— TO DO —
- A) Write out the stretch of the Canon camera forum thread from "A smaller Rebel" through "list of specs.".
- B) Answer these questions from the Canon camera forum thread:
(i) Under what name does the U.S. announcement present the 100D?
(ii) To which market does Overread say Canon seems keen not to lose the DSLR market?
(iii) Which crop does Overread say Canon already dropped from the 1D?

— QUOTED PASSAGE —
# T5i, 100D and Maybe 70D coming.



## enzodm (Mar 21, 2013)

Canon Announces the EOS T5i « Canon Rumors

100D: small! Canon U.S.A. Announces World?s Smallest And Lightest DSLR Camera the EOS SL1 « Canon Rumors

I hope behind there is a dramatically new sensor.


----------



## Overread (Mar 21, 2013)

A smaller Rebel - looks like Canon is keen not to lose the DSLR market to the Mirrorless market


----------



## Rafterman (Mar 21, 2013)

I am REALLY interested in the new 70D. I'm chomping at the bit to see a list of specs.


----------



## Overread (Mar 21, 2013)

I'll be interested to see if they keep the 70D separate from the 7D line. My gut feeling is that they will, but they could easily drop the 7D line and push people toward the 5DMIII and fullframe for higher spec cameras (they've already dropped their 1.3 fullframe crop from the 1D).


----------



## Rafterman (Mar 21, 2013)

— GIVEN RECORDS —

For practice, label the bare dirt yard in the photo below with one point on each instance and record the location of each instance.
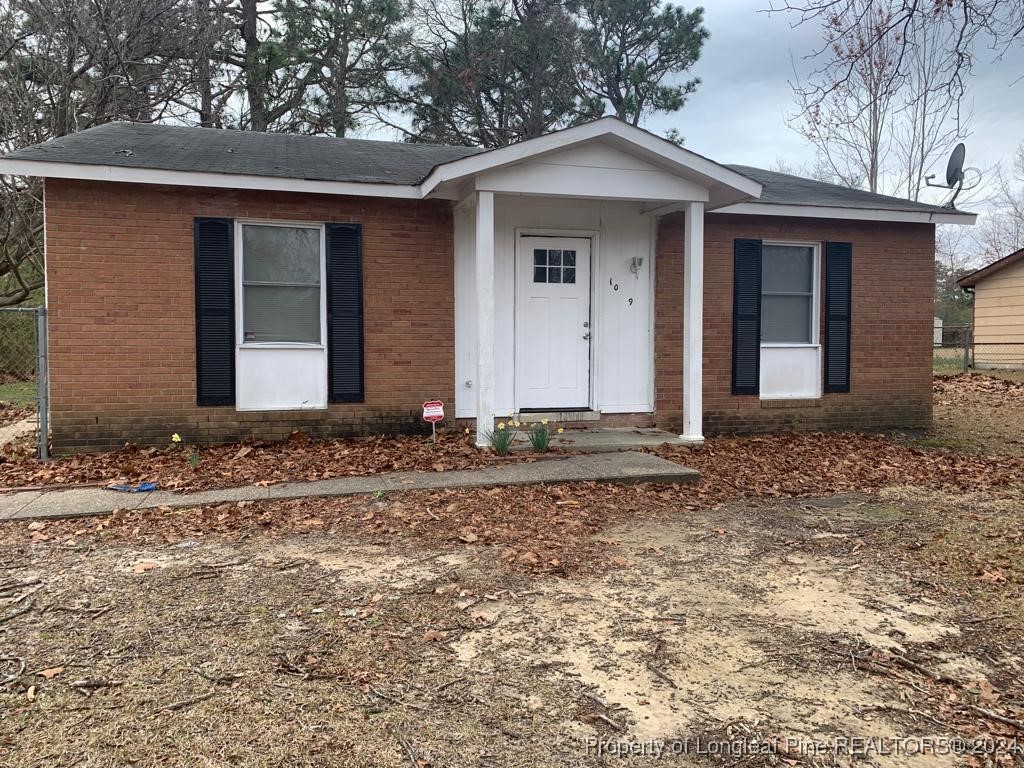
(811, 591)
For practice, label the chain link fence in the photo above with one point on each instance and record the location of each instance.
(23, 380)
(958, 352)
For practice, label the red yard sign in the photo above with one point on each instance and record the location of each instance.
(433, 411)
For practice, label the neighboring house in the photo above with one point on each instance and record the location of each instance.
(222, 284)
(998, 311)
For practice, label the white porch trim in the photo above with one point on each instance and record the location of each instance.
(484, 258)
(693, 325)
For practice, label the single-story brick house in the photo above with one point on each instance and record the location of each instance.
(222, 284)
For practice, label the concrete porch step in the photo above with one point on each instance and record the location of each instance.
(604, 439)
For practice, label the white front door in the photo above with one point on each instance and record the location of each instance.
(553, 324)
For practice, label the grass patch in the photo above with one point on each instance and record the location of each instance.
(17, 393)
(951, 443)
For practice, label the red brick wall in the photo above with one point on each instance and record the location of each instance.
(122, 323)
(891, 355)
(120, 286)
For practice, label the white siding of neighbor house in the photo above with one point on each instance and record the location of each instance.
(998, 306)
(622, 352)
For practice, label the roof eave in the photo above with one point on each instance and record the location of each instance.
(922, 216)
(626, 135)
(47, 169)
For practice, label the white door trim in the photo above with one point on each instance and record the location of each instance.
(594, 237)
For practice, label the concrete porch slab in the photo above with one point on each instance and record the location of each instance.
(625, 467)
(606, 439)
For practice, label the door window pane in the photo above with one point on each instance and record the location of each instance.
(281, 287)
(554, 265)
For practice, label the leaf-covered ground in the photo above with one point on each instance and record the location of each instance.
(298, 458)
(810, 587)
(438, 630)
(981, 413)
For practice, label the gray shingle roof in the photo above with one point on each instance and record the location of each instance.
(214, 151)
(781, 188)
(324, 159)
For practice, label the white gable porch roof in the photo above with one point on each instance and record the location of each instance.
(605, 159)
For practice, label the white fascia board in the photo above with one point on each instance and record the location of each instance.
(197, 178)
(861, 214)
(651, 146)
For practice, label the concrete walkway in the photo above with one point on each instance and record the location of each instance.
(623, 467)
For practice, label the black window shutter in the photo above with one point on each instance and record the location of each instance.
(839, 305)
(344, 312)
(214, 311)
(747, 316)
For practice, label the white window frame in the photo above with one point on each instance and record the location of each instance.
(241, 342)
(815, 295)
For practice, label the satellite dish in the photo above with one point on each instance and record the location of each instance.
(954, 174)
(954, 168)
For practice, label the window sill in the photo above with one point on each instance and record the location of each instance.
(279, 345)
(792, 402)
(276, 409)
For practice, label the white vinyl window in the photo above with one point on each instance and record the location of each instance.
(282, 284)
(788, 294)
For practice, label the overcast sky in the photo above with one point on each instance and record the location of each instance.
(738, 113)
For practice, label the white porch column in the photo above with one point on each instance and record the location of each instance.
(693, 325)
(484, 315)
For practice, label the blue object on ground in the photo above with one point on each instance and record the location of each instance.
(142, 487)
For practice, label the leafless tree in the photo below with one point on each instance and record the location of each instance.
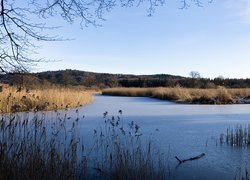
(20, 27)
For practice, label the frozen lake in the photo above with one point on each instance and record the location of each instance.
(179, 130)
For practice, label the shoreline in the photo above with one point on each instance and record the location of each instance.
(180, 95)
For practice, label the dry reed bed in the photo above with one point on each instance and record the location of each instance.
(36, 148)
(219, 95)
(14, 99)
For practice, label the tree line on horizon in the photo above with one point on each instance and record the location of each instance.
(106, 80)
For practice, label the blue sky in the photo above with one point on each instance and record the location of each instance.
(213, 40)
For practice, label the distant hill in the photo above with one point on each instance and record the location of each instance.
(104, 80)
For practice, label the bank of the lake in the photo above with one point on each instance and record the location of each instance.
(42, 98)
(166, 130)
(220, 95)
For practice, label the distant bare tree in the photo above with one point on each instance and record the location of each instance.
(23, 23)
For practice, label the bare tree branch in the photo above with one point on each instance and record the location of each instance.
(19, 29)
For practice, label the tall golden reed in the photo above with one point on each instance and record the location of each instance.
(13, 99)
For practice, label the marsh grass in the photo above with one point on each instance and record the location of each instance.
(124, 154)
(16, 99)
(238, 136)
(32, 146)
(218, 95)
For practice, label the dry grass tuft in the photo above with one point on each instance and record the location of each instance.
(15, 99)
(218, 95)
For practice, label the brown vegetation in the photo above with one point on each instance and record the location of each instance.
(218, 95)
(35, 148)
(15, 99)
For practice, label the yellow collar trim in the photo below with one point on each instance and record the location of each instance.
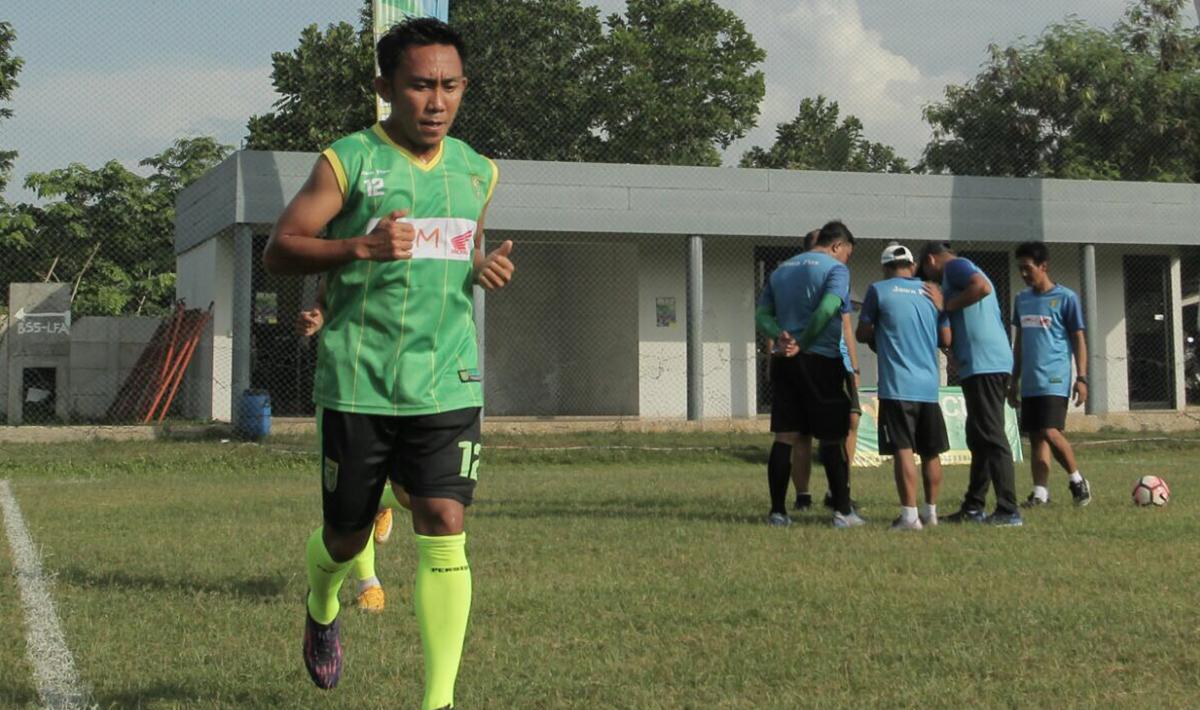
(418, 162)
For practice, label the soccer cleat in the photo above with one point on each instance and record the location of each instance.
(903, 524)
(1035, 501)
(371, 599)
(1006, 519)
(852, 521)
(383, 525)
(966, 516)
(323, 651)
(1081, 492)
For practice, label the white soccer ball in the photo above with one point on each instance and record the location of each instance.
(1151, 491)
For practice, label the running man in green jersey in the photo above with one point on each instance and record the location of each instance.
(397, 390)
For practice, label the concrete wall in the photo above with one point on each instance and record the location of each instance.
(103, 352)
(562, 337)
(729, 332)
(4, 367)
(205, 275)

— SOLVED TASKS —
- A)
A smaller Rebel - looks like Canon is keen not to lose the DSLR market to the Mirrorless market


----------



## Rafterman (Mar 21, 2013)

I am REALLY interested in the new 70D. I'm chomping at the bit to see a list of specs.

- B)
(i) The EOS SL1
(ii) The Mirrorless market
(iii) The 1.3 fullframe crop